## DIRECTION A
Based on the text about the schooner Lucerne, explain why the ship sank in November 1886.

## DOCUMENT SEGMENT
[Start]
Lucerne was a commercial schooner. In November 1886, she sank due to bad weather in Lake Superior, off Long Island in Chequamegon Bay. The site of the wreck was added to the National Register of Historic Places in 1991.

History
Lucerne was launched on April 23, 1873. She was nearly  long and reportedly cost $55,000 to build.

On November 15, 1886, Lucerne was loaded with 1,200 tons of iron ore at her home port, Ashland, Wisconsin. The load was consigned to Little, Oglebay and Company of Cleveland, Ohio. After the delivery, the captain and crew began a voyage back to Ashland. With new canvas sails and a light wind blowing, all the signs pointed to a speedy voyage home. However, a November snowstorm on the lake began developing that night.

On November 17 or 18, 1886, Lucerne succumbed to the violent storm, and sank off Long Island. At the height of the storm, the captain of the ship Fred Kelly had sighted Lucerne, but Fred Kelly unfortunately could not offer any help to the distressed ship under the circumstances. Nobody witnessed Lucernes final minutes, and none of the crew survived.
[End]
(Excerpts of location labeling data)
[Start]
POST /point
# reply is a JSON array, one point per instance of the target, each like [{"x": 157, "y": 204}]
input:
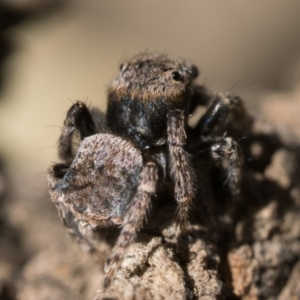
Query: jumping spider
[{"x": 142, "y": 145}]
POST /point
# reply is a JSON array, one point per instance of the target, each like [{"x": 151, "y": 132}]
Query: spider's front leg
[
  {"x": 181, "y": 170},
  {"x": 78, "y": 118},
  {"x": 134, "y": 218},
  {"x": 226, "y": 113}
]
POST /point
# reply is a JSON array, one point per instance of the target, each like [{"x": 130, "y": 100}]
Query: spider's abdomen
[{"x": 102, "y": 180}]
[End]
## DIRECTION B
Extract every line of the location labeling listing word for word, leaving the pictures out.

## WRITTEN RESPONSE A
Lucerne sank because of bad weather. A violent November snowstorm developed on Lake Superior during her return voyage to Ashland, and she went down off Long Island.

## WRITTEN RESPONSE B
POST /point
# reply is a JSON array, one point per instance of the target, each like [{"x": 157, "y": 204}]
input:
Query: jumping spider
[{"x": 142, "y": 145}]
POST /point
# reply is a JSON array, one point per instance of the target, each like [{"x": 151, "y": 132}]
Query: spider's front leg
[
  {"x": 181, "y": 170},
  {"x": 78, "y": 118},
  {"x": 134, "y": 218},
  {"x": 226, "y": 113}
]
POST /point
# reply is a JSON array, one point per instance of the target, each like [{"x": 130, "y": 100}]
Query: spider's abdomen
[{"x": 102, "y": 180}]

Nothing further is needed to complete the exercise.